** begin Excerpted data **

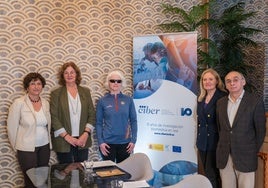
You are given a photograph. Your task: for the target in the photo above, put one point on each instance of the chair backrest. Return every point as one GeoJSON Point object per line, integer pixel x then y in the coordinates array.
{"type": "Point", "coordinates": [192, 181]}
{"type": "Point", "coordinates": [139, 166]}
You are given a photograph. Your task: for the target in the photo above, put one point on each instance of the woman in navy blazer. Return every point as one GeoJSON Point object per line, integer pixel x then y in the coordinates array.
{"type": "Point", "coordinates": [211, 89]}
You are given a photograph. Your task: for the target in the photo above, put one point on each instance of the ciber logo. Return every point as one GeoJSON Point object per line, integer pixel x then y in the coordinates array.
{"type": "Point", "coordinates": [147, 110]}
{"type": "Point", "coordinates": [186, 112]}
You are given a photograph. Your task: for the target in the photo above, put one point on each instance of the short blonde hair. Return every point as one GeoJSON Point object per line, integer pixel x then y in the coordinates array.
{"type": "Point", "coordinates": [220, 84]}
{"type": "Point", "coordinates": [118, 73]}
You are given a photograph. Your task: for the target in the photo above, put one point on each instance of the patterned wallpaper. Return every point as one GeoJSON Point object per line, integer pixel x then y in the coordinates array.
{"type": "Point", "coordinates": [40, 35]}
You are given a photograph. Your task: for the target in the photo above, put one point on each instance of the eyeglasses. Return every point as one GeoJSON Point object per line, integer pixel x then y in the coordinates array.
{"type": "Point", "coordinates": [235, 80]}
{"type": "Point", "coordinates": [115, 81]}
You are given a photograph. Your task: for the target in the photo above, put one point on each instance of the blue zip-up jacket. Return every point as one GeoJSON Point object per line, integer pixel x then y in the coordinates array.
{"type": "Point", "coordinates": [116, 120]}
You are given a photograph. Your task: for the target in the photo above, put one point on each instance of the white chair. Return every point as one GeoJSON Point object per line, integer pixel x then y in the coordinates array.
{"type": "Point", "coordinates": [139, 166]}
{"type": "Point", "coordinates": [192, 181]}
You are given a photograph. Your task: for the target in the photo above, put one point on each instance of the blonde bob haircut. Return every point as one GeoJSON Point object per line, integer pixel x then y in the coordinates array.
{"type": "Point", "coordinates": [118, 73]}
{"type": "Point", "coordinates": [220, 84]}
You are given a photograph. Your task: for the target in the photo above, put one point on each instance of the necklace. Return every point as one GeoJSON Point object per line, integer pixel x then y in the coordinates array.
{"type": "Point", "coordinates": [34, 101]}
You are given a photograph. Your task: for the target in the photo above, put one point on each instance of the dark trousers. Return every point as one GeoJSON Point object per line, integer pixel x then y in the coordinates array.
{"type": "Point", "coordinates": [118, 153]}
{"type": "Point", "coordinates": [75, 155]}
{"type": "Point", "coordinates": [208, 159]}
{"type": "Point", "coordinates": [27, 160]}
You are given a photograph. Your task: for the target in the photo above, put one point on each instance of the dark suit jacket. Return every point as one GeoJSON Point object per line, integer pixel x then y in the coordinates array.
{"type": "Point", "coordinates": [207, 130]}
{"type": "Point", "coordinates": [244, 139]}
{"type": "Point", "coordinates": [60, 116]}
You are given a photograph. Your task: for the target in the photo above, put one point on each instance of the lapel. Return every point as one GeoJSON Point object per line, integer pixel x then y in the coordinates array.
{"type": "Point", "coordinates": [65, 105]}
{"type": "Point", "coordinates": [29, 104]}
{"type": "Point", "coordinates": [241, 109]}
{"type": "Point", "coordinates": [224, 113]}
{"type": "Point", "coordinates": [211, 103]}
{"type": "Point", "coordinates": [82, 99]}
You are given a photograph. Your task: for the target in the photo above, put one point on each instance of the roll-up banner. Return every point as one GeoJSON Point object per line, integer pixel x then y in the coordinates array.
{"type": "Point", "coordinates": [165, 87]}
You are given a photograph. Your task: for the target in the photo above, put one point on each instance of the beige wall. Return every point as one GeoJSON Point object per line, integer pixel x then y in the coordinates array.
{"type": "Point", "coordinates": [40, 35]}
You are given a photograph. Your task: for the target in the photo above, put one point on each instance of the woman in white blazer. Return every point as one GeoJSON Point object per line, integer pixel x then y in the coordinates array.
{"type": "Point", "coordinates": [28, 126]}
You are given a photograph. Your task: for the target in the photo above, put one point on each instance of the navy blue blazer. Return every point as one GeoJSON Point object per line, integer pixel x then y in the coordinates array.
{"type": "Point", "coordinates": [207, 130]}
{"type": "Point", "coordinates": [244, 138]}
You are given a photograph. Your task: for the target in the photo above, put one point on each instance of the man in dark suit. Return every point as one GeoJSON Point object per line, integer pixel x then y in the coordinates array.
{"type": "Point", "coordinates": [241, 121]}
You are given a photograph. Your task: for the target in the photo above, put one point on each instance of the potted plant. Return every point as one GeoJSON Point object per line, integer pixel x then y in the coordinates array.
{"type": "Point", "coordinates": [226, 47]}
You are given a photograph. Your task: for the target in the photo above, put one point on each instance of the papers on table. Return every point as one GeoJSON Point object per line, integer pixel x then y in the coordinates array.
{"type": "Point", "coordinates": [107, 173]}
{"type": "Point", "coordinates": [135, 184]}
{"type": "Point", "coordinates": [98, 164]}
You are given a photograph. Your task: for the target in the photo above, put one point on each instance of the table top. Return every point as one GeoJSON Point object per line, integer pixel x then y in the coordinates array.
{"type": "Point", "coordinates": [76, 176]}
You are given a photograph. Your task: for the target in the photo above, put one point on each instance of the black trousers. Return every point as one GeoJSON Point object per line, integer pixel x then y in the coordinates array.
{"type": "Point", "coordinates": [208, 159]}
{"type": "Point", "coordinates": [40, 157]}
{"type": "Point", "coordinates": [118, 153]}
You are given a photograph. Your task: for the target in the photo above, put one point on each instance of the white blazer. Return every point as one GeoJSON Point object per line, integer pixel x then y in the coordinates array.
{"type": "Point", "coordinates": [21, 123]}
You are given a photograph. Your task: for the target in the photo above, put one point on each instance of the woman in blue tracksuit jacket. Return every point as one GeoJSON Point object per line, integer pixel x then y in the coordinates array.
{"type": "Point", "coordinates": [116, 121]}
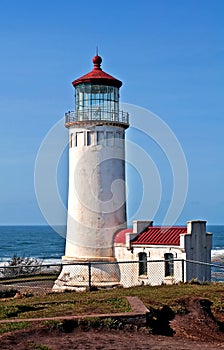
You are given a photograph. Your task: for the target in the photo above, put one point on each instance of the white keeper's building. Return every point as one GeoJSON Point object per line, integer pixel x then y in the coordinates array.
{"type": "Point", "coordinates": [97, 224]}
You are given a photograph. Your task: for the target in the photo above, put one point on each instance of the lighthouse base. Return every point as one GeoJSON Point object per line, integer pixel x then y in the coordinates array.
{"type": "Point", "coordinates": [87, 274]}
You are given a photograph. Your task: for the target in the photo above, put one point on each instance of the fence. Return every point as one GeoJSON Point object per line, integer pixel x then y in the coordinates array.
{"type": "Point", "coordinates": [92, 275]}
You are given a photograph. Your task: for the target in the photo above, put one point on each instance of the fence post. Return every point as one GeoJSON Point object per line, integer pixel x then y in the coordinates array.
{"type": "Point", "coordinates": [89, 273]}
{"type": "Point", "coordinates": [182, 270]}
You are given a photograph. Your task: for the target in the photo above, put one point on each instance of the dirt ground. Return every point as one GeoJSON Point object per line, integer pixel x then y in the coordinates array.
{"type": "Point", "coordinates": [195, 328]}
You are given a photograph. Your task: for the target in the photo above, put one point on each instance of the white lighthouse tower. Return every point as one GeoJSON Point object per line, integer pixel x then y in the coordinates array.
{"type": "Point", "coordinates": [96, 196]}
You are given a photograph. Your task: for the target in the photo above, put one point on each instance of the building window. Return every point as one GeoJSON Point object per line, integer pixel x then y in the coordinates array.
{"type": "Point", "coordinates": [100, 137]}
{"type": "Point", "coordinates": [142, 264]}
{"type": "Point", "coordinates": [169, 265]}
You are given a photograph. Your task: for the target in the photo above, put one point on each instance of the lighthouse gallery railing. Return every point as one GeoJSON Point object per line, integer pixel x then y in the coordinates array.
{"type": "Point", "coordinates": [95, 114]}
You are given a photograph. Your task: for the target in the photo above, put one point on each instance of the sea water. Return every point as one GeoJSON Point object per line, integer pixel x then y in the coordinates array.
{"type": "Point", "coordinates": [44, 243]}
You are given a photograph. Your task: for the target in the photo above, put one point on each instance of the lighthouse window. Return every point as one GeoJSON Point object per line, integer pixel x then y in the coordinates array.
{"type": "Point", "coordinates": [79, 139]}
{"type": "Point", "coordinates": [169, 265]}
{"type": "Point", "coordinates": [119, 138]}
{"type": "Point", "coordinates": [100, 137]}
{"type": "Point", "coordinates": [71, 140]}
{"type": "Point", "coordinates": [110, 138]}
{"type": "Point", "coordinates": [90, 138]}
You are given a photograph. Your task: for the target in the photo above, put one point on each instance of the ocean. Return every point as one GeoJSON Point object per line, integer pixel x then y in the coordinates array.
{"type": "Point", "coordinates": [44, 243]}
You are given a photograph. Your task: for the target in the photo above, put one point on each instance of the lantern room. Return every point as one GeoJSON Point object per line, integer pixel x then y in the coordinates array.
{"type": "Point", "coordinates": [97, 98]}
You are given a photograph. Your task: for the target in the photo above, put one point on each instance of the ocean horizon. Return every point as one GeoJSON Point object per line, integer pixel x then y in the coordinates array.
{"type": "Point", "coordinates": [44, 243]}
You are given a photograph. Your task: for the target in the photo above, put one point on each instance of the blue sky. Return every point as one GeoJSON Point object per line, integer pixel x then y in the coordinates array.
{"type": "Point", "coordinates": [170, 56]}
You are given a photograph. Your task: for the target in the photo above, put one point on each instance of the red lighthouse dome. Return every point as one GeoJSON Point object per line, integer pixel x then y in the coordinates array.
{"type": "Point", "coordinates": [97, 76]}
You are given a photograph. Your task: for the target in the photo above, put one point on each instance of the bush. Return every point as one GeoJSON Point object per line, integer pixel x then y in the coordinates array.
{"type": "Point", "coordinates": [21, 266]}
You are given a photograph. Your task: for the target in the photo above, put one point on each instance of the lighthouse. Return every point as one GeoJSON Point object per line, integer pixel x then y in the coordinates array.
{"type": "Point", "coordinates": [96, 193]}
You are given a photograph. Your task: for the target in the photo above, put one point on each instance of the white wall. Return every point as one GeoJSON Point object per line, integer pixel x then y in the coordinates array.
{"type": "Point", "coordinates": [96, 199]}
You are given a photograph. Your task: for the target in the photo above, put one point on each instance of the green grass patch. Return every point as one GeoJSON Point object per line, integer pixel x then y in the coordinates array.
{"type": "Point", "coordinates": [109, 301]}
{"type": "Point", "coordinates": [10, 327]}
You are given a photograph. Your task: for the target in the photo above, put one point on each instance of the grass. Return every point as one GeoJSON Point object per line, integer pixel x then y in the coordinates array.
{"type": "Point", "coordinates": [107, 301]}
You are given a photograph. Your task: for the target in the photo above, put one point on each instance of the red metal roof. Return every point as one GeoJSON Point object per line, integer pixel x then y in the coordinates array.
{"type": "Point", "coordinates": [97, 76]}
{"type": "Point", "coordinates": [160, 236]}
{"type": "Point", "coordinates": [121, 236]}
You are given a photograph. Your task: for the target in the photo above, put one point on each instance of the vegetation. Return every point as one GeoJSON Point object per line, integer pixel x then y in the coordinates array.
{"type": "Point", "coordinates": [107, 301]}
{"type": "Point", "coordinates": [21, 266]}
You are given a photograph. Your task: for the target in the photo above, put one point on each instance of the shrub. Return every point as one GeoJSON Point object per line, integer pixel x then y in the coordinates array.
{"type": "Point", "coordinates": [21, 266]}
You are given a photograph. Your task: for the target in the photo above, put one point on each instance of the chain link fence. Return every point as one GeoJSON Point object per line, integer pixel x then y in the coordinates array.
{"type": "Point", "coordinates": [95, 275]}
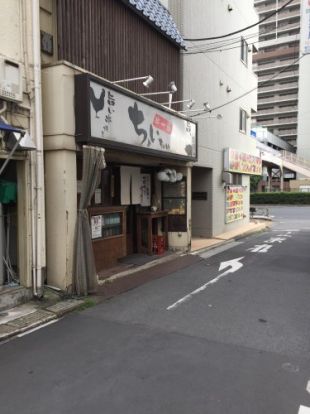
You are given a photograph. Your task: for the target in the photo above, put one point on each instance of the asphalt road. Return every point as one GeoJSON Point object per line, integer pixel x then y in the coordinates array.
{"type": "Point", "coordinates": [202, 340]}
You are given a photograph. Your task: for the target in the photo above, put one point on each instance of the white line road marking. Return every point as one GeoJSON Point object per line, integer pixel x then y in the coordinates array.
{"type": "Point", "coordinates": [37, 328]}
{"type": "Point", "coordinates": [304, 410]}
{"type": "Point", "coordinates": [235, 265]}
{"type": "Point", "coordinates": [288, 230]}
{"type": "Point", "coordinates": [260, 248]}
{"type": "Point", "coordinates": [285, 235]}
{"type": "Point", "coordinates": [217, 250]}
{"type": "Point", "coordinates": [275, 239]}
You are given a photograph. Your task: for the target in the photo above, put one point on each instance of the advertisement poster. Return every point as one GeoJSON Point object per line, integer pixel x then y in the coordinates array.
{"type": "Point", "coordinates": [96, 227]}
{"type": "Point", "coordinates": [234, 204]}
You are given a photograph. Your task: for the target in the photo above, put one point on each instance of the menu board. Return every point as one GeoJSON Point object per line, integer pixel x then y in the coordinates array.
{"type": "Point", "coordinates": [234, 204]}
{"type": "Point", "coordinates": [96, 227]}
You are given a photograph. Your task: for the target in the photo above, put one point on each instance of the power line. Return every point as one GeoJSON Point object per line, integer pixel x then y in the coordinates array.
{"type": "Point", "coordinates": [240, 30]}
{"type": "Point", "coordinates": [251, 90]}
{"type": "Point", "coordinates": [206, 48]}
{"type": "Point", "coordinates": [221, 45]}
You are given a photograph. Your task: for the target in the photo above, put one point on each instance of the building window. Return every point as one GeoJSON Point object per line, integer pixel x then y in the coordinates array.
{"type": "Point", "coordinates": [237, 179]}
{"type": "Point", "coordinates": [242, 120]}
{"type": "Point", "coordinates": [244, 51]}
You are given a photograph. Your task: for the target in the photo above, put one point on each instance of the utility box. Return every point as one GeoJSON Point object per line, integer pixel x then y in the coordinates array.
{"type": "Point", "coordinates": [11, 88]}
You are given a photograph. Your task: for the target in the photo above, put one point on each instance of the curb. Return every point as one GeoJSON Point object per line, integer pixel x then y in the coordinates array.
{"type": "Point", "coordinates": [37, 318]}
{"type": "Point", "coordinates": [132, 273]}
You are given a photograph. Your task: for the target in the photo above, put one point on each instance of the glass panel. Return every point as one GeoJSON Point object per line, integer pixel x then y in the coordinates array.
{"type": "Point", "coordinates": [174, 189]}
{"type": "Point", "coordinates": [175, 205]}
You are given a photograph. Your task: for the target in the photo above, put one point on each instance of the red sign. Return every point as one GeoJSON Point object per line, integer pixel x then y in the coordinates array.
{"type": "Point", "coordinates": [162, 123]}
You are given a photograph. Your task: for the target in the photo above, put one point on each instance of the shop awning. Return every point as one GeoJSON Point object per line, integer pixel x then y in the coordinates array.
{"type": "Point", "coordinates": [9, 128]}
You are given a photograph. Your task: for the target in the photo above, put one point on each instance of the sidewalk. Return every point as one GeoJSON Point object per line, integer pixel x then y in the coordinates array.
{"type": "Point", "coordinates": [131, 278]}
{"type": "Point", "coordinates": [35, 314]}
{"type": "Point", "coordinates": [253, 227]}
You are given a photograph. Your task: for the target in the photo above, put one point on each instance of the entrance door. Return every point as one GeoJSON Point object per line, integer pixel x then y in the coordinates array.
{"type": "Point", "coordinates": [131, 230]}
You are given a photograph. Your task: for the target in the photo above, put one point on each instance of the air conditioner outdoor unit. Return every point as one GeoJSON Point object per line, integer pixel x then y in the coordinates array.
{"type": "Point", "coordinates": [227, 178]}
{"type": "Point", "coordinates": [11, 87]}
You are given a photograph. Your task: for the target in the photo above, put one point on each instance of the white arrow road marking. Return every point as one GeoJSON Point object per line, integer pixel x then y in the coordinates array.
{"type": "Point", "coordinates": [275, 239]}
{"type": "Point", "coordinates": [234, 266]}
{"type": "Point", "coordinates": [303, 410]}
{"type": "Point", "coordinates": [285, 235]}
{"type": "Point", "coordinates": [260, 248]}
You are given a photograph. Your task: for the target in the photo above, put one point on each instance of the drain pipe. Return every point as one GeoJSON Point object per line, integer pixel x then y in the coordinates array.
{"type": "Point", "coordinates": [38, 211]}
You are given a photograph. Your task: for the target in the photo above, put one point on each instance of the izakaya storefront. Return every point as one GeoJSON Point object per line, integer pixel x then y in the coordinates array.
{"type": "Point", "coordinates": [142, 204]}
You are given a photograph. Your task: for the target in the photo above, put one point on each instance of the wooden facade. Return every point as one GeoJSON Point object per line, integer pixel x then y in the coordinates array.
{"type": "Point", "coordinates": [107, 38]}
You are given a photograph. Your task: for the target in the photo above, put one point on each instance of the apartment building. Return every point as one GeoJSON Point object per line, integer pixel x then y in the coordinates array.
{"type": "Point", "coordinates": [276, 64]}
{"type": "Point", "coordinates": [219, 76]}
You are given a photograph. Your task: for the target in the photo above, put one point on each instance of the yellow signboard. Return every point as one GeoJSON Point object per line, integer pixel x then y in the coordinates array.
{"type": "Point", "coordinates": [234, 204]}
{"type": "Point", "coordinates": [241, 162]}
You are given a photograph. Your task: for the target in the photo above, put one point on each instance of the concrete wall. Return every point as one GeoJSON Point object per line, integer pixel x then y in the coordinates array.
{"type": "Point", "coordinates": [16, 33]}
{"type": "Point", "coordinates": [303, 126]}
{"type": "Point", "coordinates": [206, 77]}
{"type": "Point", "coordinates": [60, 172]}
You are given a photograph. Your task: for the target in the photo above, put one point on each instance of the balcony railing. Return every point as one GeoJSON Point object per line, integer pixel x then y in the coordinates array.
{"type": "Point", "coordinates": [284, 75]}
{"type": "Point", "coordinates": [277, 64]}
{"type": "Point", "coordinates": [294, 14]}
{"type": "Point", "coordinates": [287, 132]}
{"type": "Point", "coordinates": [276, 111]}
{"type": "Point", "coordinates": [273, 6]}
{"type": "Point", "coordinates": [276, 99]}
{"type": "Point", "coordinates": [276, 123]}
{"type": "Point", "coordinates": [273, 88]}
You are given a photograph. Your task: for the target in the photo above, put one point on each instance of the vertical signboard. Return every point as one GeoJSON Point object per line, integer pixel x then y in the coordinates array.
{"type": "Point", "coordinates": [234, 204]}
{"type": "Point", "coordinates": [305, 27]}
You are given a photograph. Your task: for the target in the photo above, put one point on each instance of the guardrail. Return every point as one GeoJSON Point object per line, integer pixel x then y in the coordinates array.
{"type": "Point", "coordinates": [294, 159]}
{"type": "Point", "coordinates": [259, 211]}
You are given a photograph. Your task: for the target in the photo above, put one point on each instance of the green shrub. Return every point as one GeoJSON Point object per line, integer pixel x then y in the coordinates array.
{"type": "Point", "coordinates": [280, 198]}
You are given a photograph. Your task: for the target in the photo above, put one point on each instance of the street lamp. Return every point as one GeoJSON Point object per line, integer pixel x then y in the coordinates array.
{"type": "Point", "coordinates": [206, 108]}
{"type": "Point", "coordinates": [191, 103]}
{"type": "Point", "coordinates": [171, 90]}
{"type": "Point", "coordinates": [148, 80]}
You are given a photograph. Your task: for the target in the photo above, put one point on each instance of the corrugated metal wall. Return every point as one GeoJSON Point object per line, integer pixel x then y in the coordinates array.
{"type": "Point", "coordinates": [107, 38]}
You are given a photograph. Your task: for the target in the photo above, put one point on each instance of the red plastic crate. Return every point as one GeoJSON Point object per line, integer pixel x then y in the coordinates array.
{"type": "Point", "coordinates": [159, 244]}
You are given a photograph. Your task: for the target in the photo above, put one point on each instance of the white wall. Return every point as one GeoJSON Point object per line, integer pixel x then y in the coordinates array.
{"type": "Point", "coordinates": [16, 34]}
{"type": "Point", "coordinates": [303, 126]}
{"type": "Point", "coordinates": [205, 78]}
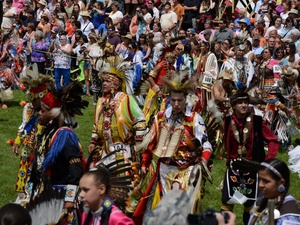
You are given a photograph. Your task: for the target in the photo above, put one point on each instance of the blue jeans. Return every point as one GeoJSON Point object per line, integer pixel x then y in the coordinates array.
{"type": "Point", "coordinates": [58, 73]}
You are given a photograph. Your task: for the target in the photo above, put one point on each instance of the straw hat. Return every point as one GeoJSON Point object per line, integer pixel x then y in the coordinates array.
{"type": "Point", "coordinates": [43, 2]}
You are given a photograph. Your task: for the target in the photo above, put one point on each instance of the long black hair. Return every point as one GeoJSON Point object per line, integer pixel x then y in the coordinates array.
{"type": "Point", "coordinates": [101, 177]}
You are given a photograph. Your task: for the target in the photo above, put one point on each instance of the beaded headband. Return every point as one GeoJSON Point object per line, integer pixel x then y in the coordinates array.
{"type": "Point", "coordinates": [272, 169]}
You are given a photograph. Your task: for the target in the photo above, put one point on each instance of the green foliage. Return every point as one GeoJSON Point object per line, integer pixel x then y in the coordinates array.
{"type": "Point", "coordinates": [10, 120]}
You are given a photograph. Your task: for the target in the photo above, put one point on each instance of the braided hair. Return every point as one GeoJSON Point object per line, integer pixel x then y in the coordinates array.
{"type": "Point", "coordinates": [101, 176]}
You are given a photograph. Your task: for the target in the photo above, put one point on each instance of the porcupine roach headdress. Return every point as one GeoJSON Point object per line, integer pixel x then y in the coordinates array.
{"type": "Point", "coordinates": [66, 104]}
{"type": "Point", "coordinates": [121, 177]}
{"type": "Point", "coordinates": [39, 84]}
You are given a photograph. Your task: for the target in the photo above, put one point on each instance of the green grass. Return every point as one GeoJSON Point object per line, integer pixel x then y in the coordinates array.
{"type": "Point", "coordinates": [10, 119]}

** end Excerpted data **

What needs to be done: Nothing but the lines from the one with "the green grass." through the last line should be repeated, each exactly as it stands.

Task output:
You are given a photograph. Your task: for the target in the photo above, put one point on each instance of the green grass. Return every point as one GeoJSON Point object per line, integer pixel x then y in the coordinates array.
{"type": "Point", "coordinates": [10, 119]}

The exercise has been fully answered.